Passage to read:
The headline and the first sentence are simply wrong: the story reports on a type of study that cannot prove that coffer lowers risk. Since such a study can’t establish causation, such causal language is inappropriate.
This is the kind of story that leaves consumers’ heads spinning – the "yes, it’s good for you…no it’s not" yin and yang of observational studies or – in this case – pooled analysis of past studies. But even if you make an argument for the value of reporting this (an argument we wouldn’t make), it’s tough to get over the issue of inaccurate language used to describe the results.
Not applicable – the cost of coffee is not in question.
As already stated, it’s inaccurate to talk about benefits of "lowering risk" with results from a study that can’t establish a causal link.
If a story like this is going to promote the benefits of coffee, it should at least wink in the direction of possible harms of drinking 5 or more cups of coffee per day. This story didn’t wink.
This is the biggest failing of this story. A study like this can’t establish causation. Yet the story repeatedly used causal language:
This isn’t just semantics. It’s a matter of accuracy. You can’t lower risk, cut risk, boost an effect or have a protective effect for something for which you haven’t proven a causal link.
We offer a long and detailed explanation of why this is important in our Toolkit section.
Not applicable – there really wasn’t any background given on the types of cancer in question.

What you need to do:
a - According to the coffee story review, why is it wrong for the story to say that coffee lowers risk?
b - In the coffee story review, how many cups of coffee per day does the reviewer say the story should have hinted might carry harms?
c - Pick up the coffee story review after its final sentence and continue it in the same style.
The rows that come after this point are separate material and have no connection to the coffee story review.

Dataset content:
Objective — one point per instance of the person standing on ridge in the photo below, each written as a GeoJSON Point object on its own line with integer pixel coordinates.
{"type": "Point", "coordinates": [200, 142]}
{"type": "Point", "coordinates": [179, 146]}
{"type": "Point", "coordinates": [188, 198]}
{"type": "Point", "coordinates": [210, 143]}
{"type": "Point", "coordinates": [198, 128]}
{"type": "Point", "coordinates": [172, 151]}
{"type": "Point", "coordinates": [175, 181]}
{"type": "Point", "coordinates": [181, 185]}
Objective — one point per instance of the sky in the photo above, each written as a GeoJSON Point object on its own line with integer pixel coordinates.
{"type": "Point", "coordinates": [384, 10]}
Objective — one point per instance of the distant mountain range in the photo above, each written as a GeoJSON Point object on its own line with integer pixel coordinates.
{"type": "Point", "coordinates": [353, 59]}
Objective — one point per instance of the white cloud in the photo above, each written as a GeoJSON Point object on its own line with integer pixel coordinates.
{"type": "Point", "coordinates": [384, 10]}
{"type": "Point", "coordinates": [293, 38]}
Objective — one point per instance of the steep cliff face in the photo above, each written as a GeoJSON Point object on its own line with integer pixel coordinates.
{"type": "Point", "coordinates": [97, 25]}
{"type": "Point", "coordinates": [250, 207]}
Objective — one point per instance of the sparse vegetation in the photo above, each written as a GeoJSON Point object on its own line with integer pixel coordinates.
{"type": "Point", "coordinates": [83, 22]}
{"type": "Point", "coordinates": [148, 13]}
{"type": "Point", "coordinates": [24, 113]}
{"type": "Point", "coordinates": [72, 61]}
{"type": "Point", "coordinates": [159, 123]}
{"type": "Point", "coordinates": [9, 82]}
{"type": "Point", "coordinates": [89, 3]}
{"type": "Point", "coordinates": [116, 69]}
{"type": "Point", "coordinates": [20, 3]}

Exercise results:
a - The story reports on a pooled analysis of past observational studies, and that kind of study cannot establish causation. Without a proven causal link, phrases such as "lowering risk" or "protective effect" are inaccurate.

b - 5 or more cups per day.

c -
No independent source was quoted. Someone could have commented on study methods. Someone could have commented on the context of all of the other coffee-cancer studies that have been done. Someone should have been interviewed for such perspective, but it doesn’t appear that anyone was – at least no such interviews appear in the story. We don’t like single-source stories in any form of journalism, least of all in health/medical stories.
There was some discussion of whether the association could be attributable to caffeine or fruit and vegetable consumption, and what was seen in tea drinkers. We’ll give the story the benefit of the doubt for mentioning these other factors, although, again, inappropriate "protective" or "effect" language was used in this discussion.
Not applicable – the availability of coffee is not in question.
The story didn’t explain what is explained in the opening "Background" section of the published study: Only a few studies have explored the relation between coffee and tea intake and head and neck cancers, with inconsistent results. So this isn’t a first look at the question.
We can’t be sure if the story relied on a news release. We do know that no independent source was quoted.